● Given exercise A:
In the post on decimal floating-point formats, which format does the writer's ppc64 processor use?
● Given exercise B:
Extend the post on decimal floating-point formats by writing what follows its final sentence.

● Text section:
-- Start --

Yes, but the only IBM (I think) processor that I have is a ppc64 on an old mac box - now running Debian Wheezy with gcc-4.6.3.
I think that pre-dates the hardware improvements that you're talking about. Certainly, the _Decimal64/128 operations on that box are generally slower than on my (newer) Intel (Windows) and AMD (Ubuntu) boxes.
My ppc64 processor does, however, utilise IBM's favoured "Densely Packed Decimal" format instead of Intel's/AMD's preferred "Binary Integer Decimal" format.
DPD format is really nice - I can encode/decode that fairly quickly using a hash lookup, whereas BID format necessitates that the value be calculated.
I assume that each of my processors has some special capacity to handle DFP operations, and that gcc is making use of that capability - but there's no guarantee that either of those assumptions is correct.

-- End --

● Entries:
-- Start --

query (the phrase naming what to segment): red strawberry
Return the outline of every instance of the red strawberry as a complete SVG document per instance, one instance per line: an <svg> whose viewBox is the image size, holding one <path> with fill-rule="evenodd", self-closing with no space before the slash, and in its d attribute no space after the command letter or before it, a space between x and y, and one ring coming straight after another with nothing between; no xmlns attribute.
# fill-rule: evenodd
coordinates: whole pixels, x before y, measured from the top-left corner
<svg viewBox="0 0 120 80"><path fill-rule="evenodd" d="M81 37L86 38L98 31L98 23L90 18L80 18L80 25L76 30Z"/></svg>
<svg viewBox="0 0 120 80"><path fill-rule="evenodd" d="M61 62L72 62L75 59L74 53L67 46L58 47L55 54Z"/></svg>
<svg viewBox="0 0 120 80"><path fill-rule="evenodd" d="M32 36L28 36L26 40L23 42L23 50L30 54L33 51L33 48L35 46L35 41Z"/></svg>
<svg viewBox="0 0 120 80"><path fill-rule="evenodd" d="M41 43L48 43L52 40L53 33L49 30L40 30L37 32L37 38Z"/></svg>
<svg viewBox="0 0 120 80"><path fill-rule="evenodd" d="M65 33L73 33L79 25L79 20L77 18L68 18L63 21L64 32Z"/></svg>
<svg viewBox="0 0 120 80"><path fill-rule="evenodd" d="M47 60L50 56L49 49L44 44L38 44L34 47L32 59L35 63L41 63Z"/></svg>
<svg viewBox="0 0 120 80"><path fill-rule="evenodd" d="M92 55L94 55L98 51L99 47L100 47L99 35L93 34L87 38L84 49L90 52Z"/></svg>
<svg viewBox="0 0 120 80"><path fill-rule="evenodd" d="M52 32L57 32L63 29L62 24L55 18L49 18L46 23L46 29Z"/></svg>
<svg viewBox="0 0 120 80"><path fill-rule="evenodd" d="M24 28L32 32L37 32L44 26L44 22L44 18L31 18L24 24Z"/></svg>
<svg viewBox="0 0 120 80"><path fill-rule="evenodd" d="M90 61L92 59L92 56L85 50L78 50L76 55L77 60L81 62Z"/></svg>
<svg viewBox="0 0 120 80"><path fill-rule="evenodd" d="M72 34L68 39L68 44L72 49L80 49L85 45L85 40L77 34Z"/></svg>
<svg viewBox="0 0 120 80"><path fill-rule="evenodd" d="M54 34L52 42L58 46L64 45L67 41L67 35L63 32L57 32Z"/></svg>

-- End --

● Right answer A:
IBM's "Densely Packed Decimal" (DPD) format.

● Right answer B:
the idea of getting 34 digits of decimal accuracy when using Perl is down right 'sexy'

I agree, and Math::Decimal128 will give you that - but only for the basic arithmetic operations at the moment.
Perl will improve markedly when someone gets around to (optionally) providing DFP processing built into perl. (But I think the time for that is not yet quite right.)

You've actually now got me wishing I had a power8 box to play with.
Which OS should it run to best test/experience these IBM capabilities ? ... AIX ?
Is power8 bigendian ?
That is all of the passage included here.